Nothing but the lines from the one containing "Could you spot the submerged" to the end of the data should be returned, each exactly as written.

::::

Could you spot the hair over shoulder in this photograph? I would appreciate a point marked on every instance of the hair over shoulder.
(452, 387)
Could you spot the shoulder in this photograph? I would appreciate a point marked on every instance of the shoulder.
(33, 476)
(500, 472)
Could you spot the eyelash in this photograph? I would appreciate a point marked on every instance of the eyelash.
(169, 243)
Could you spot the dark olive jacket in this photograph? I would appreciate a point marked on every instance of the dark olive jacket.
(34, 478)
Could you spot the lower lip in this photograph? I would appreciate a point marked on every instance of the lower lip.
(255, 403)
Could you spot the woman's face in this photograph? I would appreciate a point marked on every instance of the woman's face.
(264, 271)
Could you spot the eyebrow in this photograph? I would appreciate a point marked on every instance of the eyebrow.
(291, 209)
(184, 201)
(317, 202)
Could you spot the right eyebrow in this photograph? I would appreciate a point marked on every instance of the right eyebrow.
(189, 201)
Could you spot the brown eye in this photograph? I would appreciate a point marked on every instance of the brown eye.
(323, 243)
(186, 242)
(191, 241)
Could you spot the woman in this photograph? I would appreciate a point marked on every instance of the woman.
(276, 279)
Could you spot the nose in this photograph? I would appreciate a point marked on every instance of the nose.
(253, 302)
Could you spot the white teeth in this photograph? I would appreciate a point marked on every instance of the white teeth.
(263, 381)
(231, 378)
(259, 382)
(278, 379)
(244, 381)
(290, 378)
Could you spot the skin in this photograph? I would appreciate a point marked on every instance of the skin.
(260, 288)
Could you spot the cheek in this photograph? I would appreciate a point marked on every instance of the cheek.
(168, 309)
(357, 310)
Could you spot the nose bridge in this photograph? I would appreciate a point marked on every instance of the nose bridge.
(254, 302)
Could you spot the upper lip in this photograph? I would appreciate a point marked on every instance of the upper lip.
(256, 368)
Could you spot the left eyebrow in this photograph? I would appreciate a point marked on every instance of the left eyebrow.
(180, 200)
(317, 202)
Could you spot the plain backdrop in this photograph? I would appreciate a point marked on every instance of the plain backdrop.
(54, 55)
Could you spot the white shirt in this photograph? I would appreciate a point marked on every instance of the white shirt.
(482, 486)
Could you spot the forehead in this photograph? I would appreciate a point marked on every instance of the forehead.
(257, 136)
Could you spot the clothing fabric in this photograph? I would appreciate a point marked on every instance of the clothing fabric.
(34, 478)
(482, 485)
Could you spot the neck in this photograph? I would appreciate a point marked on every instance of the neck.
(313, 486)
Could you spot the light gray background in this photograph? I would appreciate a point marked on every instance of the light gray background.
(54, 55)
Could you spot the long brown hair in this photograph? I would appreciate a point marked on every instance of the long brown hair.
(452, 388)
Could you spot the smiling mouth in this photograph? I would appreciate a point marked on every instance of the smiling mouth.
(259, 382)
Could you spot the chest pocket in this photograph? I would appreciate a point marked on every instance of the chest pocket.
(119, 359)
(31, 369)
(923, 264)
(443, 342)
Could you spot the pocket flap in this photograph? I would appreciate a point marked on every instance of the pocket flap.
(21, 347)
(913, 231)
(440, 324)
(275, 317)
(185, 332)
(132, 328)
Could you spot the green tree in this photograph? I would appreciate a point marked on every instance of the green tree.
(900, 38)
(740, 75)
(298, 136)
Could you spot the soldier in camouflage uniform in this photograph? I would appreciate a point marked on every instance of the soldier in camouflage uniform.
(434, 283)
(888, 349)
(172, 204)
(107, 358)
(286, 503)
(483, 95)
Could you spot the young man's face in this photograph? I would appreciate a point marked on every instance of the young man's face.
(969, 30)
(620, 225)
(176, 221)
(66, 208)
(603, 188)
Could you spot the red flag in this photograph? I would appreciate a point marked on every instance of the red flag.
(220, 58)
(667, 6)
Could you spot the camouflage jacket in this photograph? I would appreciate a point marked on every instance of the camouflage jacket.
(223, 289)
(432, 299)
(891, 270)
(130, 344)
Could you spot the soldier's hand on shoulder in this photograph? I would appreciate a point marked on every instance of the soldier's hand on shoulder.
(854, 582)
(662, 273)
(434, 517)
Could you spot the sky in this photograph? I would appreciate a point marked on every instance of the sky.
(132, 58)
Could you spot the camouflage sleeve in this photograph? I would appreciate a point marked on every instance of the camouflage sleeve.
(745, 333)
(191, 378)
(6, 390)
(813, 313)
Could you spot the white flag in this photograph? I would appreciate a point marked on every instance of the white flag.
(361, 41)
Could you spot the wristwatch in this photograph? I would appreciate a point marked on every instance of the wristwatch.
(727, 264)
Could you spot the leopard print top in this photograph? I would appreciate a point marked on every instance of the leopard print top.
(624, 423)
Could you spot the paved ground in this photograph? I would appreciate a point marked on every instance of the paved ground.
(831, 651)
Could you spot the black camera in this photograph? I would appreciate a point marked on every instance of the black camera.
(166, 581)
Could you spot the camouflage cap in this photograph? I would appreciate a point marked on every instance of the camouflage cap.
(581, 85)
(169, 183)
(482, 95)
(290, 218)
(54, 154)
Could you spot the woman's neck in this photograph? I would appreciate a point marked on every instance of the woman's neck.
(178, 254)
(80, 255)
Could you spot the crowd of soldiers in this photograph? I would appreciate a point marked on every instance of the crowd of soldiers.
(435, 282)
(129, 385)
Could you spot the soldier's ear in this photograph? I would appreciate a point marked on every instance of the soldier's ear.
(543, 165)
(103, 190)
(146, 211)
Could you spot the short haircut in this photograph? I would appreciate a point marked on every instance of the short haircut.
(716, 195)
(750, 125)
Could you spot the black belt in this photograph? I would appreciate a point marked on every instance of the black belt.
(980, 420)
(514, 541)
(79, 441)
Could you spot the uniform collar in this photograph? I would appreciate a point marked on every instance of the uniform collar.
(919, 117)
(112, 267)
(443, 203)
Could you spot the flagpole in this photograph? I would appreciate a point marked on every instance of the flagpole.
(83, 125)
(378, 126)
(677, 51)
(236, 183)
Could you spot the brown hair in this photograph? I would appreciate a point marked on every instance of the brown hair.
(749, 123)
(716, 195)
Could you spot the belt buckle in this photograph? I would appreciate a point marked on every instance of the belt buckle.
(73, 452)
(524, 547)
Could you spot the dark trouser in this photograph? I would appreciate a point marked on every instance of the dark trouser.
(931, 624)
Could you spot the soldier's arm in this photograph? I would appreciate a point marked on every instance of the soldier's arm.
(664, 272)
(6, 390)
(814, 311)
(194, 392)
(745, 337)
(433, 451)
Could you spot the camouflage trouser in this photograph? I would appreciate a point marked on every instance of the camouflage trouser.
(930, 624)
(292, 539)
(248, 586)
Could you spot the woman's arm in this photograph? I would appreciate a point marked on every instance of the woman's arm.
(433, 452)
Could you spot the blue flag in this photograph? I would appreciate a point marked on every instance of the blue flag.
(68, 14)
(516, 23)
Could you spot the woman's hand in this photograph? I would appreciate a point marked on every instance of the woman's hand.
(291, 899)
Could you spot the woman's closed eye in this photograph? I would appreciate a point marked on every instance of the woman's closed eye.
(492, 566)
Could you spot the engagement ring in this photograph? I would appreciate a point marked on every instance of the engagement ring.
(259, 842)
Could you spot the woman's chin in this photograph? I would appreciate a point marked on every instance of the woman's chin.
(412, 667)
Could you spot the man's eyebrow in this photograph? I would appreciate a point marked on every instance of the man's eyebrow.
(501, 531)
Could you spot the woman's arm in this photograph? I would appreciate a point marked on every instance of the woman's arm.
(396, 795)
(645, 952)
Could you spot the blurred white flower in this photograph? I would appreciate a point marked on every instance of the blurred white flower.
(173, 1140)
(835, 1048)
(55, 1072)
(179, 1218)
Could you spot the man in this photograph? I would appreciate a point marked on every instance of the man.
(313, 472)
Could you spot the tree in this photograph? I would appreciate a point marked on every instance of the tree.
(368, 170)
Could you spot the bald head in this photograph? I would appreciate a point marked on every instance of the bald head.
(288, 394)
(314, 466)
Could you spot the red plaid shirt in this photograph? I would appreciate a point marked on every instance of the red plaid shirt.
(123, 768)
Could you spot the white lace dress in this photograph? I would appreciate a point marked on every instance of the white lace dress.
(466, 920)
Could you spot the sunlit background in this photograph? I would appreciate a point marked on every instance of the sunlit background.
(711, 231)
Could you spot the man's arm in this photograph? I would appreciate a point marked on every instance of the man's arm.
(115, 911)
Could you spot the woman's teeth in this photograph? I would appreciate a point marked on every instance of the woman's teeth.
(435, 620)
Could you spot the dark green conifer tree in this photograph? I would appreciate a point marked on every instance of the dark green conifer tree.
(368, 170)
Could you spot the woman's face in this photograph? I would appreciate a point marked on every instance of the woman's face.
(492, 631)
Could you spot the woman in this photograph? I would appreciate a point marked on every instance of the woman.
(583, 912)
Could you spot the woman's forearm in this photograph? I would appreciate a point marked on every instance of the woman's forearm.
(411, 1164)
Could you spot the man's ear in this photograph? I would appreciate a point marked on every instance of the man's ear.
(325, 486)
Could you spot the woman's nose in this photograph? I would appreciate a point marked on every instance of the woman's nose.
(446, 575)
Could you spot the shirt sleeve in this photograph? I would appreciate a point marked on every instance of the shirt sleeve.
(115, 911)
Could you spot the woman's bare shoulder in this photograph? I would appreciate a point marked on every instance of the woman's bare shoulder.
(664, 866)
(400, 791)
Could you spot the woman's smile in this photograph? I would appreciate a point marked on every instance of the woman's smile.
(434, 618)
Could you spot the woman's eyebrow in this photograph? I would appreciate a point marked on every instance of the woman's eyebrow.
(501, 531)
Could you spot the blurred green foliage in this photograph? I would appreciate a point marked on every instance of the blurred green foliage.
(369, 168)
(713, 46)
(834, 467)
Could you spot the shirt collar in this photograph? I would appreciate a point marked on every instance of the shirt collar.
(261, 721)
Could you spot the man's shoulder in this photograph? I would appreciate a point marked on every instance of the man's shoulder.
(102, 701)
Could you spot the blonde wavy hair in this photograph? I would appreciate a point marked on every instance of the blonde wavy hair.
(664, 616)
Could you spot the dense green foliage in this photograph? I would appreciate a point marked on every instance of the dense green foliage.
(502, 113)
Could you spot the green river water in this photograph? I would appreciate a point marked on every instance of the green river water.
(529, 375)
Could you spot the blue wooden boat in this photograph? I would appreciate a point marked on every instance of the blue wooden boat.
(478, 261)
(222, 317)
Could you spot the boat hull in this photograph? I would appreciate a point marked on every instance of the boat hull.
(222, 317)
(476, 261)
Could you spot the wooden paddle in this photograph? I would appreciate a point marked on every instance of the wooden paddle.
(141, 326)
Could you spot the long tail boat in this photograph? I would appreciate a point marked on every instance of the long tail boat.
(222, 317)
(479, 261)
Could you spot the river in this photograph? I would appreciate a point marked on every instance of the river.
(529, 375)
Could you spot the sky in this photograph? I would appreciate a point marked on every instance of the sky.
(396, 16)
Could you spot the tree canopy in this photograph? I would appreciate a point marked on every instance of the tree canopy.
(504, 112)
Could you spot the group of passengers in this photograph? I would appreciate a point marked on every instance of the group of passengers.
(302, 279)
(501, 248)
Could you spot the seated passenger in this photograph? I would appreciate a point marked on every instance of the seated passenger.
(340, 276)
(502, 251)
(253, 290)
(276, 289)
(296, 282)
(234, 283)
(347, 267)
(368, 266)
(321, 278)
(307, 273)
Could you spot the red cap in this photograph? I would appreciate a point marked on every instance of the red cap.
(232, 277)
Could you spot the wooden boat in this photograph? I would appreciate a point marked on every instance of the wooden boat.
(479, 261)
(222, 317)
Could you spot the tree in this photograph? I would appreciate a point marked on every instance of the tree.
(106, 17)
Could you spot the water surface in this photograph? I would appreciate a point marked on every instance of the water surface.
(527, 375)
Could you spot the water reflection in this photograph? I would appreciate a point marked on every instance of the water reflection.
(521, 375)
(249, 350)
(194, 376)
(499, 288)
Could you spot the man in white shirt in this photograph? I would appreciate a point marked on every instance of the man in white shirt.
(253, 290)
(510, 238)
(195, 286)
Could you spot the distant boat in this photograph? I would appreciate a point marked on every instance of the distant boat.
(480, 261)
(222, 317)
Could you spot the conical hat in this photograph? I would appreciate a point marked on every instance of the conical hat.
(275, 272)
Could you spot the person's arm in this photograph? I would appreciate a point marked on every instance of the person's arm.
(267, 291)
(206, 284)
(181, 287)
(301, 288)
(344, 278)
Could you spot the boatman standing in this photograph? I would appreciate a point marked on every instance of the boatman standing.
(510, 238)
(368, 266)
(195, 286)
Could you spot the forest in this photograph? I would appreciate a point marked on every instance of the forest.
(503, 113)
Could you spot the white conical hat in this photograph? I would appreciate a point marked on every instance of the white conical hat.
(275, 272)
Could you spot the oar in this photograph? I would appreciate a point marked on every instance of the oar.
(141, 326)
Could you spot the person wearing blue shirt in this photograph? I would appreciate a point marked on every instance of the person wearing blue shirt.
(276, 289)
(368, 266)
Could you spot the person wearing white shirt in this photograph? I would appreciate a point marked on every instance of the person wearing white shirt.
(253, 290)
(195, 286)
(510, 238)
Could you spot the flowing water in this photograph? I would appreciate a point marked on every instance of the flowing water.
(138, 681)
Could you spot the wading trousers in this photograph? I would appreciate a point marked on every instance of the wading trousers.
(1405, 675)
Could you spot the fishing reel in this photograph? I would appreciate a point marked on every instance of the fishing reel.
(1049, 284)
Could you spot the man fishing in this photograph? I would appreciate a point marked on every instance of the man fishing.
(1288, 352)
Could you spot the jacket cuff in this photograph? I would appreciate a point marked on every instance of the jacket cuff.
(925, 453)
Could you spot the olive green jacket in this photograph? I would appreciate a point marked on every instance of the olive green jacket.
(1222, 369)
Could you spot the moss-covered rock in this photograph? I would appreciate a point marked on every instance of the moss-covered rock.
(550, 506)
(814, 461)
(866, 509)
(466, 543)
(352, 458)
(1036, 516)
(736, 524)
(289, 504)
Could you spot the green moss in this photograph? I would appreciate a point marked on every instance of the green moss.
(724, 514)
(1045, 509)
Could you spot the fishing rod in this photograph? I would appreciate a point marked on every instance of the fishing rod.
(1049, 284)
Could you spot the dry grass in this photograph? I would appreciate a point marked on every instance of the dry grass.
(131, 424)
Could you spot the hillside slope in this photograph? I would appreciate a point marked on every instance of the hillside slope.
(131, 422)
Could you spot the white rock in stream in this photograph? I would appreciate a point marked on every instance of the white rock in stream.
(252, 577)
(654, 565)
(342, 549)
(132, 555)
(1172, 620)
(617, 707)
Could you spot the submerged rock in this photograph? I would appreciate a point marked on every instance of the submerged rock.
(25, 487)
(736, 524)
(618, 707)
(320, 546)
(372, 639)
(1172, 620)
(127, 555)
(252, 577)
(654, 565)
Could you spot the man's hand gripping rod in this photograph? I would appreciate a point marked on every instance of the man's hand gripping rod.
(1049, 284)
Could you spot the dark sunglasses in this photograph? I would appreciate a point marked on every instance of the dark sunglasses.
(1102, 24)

::::

_Correct output:_
Could you spot the submerged rock in this photograph? I would appreciate a point marked on every instance of the submerged rock.
(25, 487)
(736, 524)
(618, 707)
(320, 546)
(372, 639)
(1172, 620)
(127, 555)
(252, 577)
(654, 565)
Could you spot the man's hand gripping rod in this photograph? I would appreciate a point marked on every instance of the man's hand gripping rod.
(1049, 284)
Could you spot the dark sunglasses in this photograph? I would appreciate a point marked on every instance of the dark sunglasses.
(1102, 24)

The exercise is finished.